→ **PASSAGE**:
That’s what the highest court in Massachusetts was asked to decide with a $70,000 ring at the center of the dispute.

The court ultimately ruled Friday that an engagement ring must be returned to the person who purchased it, ending a six-decade state rule that required judges to try to identify who was to blame for the end of the relationship.

The case involved Bruce Johnson and Caroline Settino, who started dating in the summer of 2016, according to court filings. Over the next year, they traveled together, visiting New York, Bar Harbor, Maine, the Virgin Islands and Italy. Johnson paid for the vacations and also gave Settino jewelry, clothing, shoes and handbags.

Eventually, Johnson bought a $70,000 diamond engagement ring and in August 2017 asked Settino’s father for permission to marry her. Two months later, he also bought two wedding bands for about $3,700.

Johnson said he felt like after that Settino became increasingly critical and unsupportive, including berating him and not accompanying him to treatments when he was diagnosed with prostate cancer, according to court filings.

At some point Johnson looked at Settino’s cell phone and discovered a message from her to a man he didn’t know.

“My Bruce is going to be in Connecticut for three days. I need some playtime,” the message read. He also found messages from the man, including a voicemail in which the man referred to Settino as “cupcake” and said they didn’t see enough of each other. Settino has said the man was just a friend.

Johnson ended the engagement. But ownership of the ring remained up in the air.

A trial judge initially concluded Settino was entitled to keep the engagement ring, reasoning that Johnson “mistakenly thought Settino was cheating on him and called off the engagement.” An appeals court found Johnson should get the ring.

In September, the case landed before the Massachusetts Supreme Judicial Court, which ultimately ruled that Johnson should keep the ring.

In their ruling the justices said the case raised the question of whether the issue of “who is at fault” should continue to govern the rights to engagement rings when the wedding doesn’t happen.

More than six decades ago, the court found that an engagement ring is generally understood to be a conditional gift and determined that the person who gives it can get it back after a failed engagement, but only if that person was “without fault.”

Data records
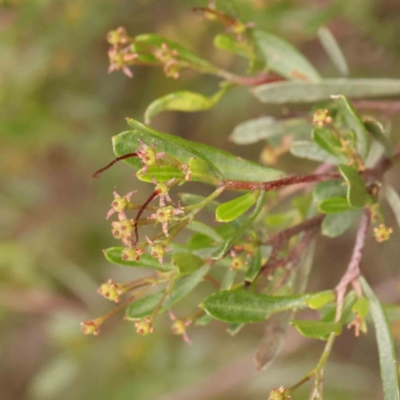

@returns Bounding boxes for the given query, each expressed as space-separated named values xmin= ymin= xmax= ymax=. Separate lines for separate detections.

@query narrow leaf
xmin=213 ymin=191 xmax=266 ymax=260
xmin=215 ymin=193 xmax=259 ymax=222
xmin=339 ymin=164 xmax=369 ymax=208
xmin=113 ymin=119 xmax=285 ymax=182
xmin=144 ymin=85 xmax=232 ymax=124
xmin=332 ymin=95 xmax=369 ymax=160
xmin=385 ymin=185 xmax=400 ymax=227
xmin=290 ymin=320 xmax=342 ymax=340
xmin=253 ymin=30 xmax=320 ymax=81
xmin=202 ymin=290 xmax=334 ymax=323
xmin=317 ymin=27 xmax=349 ymax=76
xmin=360 ymin=277 xmax=400 ymax=400
xmin=103 ymin=247 xmax=174 ymax=271
xmin=251 ymin=78 xmax=400 ymax=104
xmin=321 ymin=210 xmax=362 ymax=238
xmin=318 ymin=197 xmax=351 ymax=214
xmin=126 ymin=266 xmax=210 ymax=319
xmin=290 ymin=140 xmax=340 ymax=164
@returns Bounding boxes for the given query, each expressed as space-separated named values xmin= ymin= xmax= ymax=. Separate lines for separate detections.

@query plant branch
xmin=335 ymin=209 xmax=371 ymax=322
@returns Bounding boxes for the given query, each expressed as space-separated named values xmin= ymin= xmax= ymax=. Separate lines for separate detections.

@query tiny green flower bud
xmin=97 ymin=279 xmax=124 ymax=303
xmin=121 ymin=247 xmax=144 ymax=261
xmin=312 ymin=109 xmax=332 ymax=126
xmin=374 ymin=224 xmax=393 ymax=243
xmin=231 ymin=257 xmax=246 ymax=271
xmin=135 ymin=317 xmax=154 ymax=335
xmin=81 ymin=318 xmax=104 ymax=336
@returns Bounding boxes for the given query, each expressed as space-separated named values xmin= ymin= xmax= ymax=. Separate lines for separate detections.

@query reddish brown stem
xmin=224 ymin=173 xmax=341 ymax=191
xmin=133 ymin=190 xmax=160 ymax=244
xmin=93 ymin=153 xmax=137 ymax=179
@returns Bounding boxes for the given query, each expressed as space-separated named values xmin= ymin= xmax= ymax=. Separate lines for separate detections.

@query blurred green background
xmin=0 ymin=0 xmax=400 ymax=400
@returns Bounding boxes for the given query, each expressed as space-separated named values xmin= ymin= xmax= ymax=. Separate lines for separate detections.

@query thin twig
xmin=335 ymin=208 xmax=371 ymax=322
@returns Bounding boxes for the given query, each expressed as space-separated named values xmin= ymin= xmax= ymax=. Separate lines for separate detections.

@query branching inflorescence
xmin=82 ymin=2 xmax=400 ymax=400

→ **TASK INSTRUCTIONS**:
1. Copy the engagement ring article word for word, taking everything from "Eventually, Johnson bought" down to "just a friend.".
2. Take the engagement ring article further, picking up right after its last sentence.
The items aren't needed for any of this work.

→ **RESPONSE LIST**:
1.
Eventually, Johnson bought a $70,000 diamond engagement ring and in August 2017 asked Settino’s father for permission to marry her. Two months later, he also bought two wedding bands for about $3,700.

Johnson said he felt like after that Settino became increasingly critical and unsupportive, including berating him and not accompanying him to treatments when he was diagnosed with prostate cancer, according to court filings.

At some point Johnson looked at Settino’s cell phone and discovered a message from her to a man he didn’t know.

“My Bruce is going to be in Connecticut for three days. I need some playtime,” the message read. He also found messages from the man, including a voicemail in which the man referred to Settino as “cupcake” and said they didn’t see enough of each other. Settino has said the man was just a friend.

2.
“We now join the modern trend adopted by the majority of jurisdictions that have considered the issue and retire the concept of fault in this context,” the justices wrote in Friday’s ruling. “Where, as here, the planned wedding does not ensue and the engagement is ended, the engagement ring must be returned to the donor regardless of fault.”

Johnson’s lawyer, Stephanie Taverna Siden, welcomed the ruling.

“We are very pleased with the court’s decision today. It is a well-reasoned, fair and just decision and moves Massachusetts law in the right direction,” Siden said. A lawyer for Settino said they were disappointed, but respected the court’s decision to follow the majority rule among the states.

“We firmly believe that the notion of an engagement ring as a conditional gift is predicated on outdated notions and should no longer be a legal loophole in our otherwise well-established rule that a breach of a promise to marry is not an injury recognized by law,” Nicholas Rosenberg said.

Harvard Law School professor Rebecca Tushnet, who studies engagement ring law, said she wasn’t surprised that the court rejected the fault standard, saying it really doesn’t fit with modern family law.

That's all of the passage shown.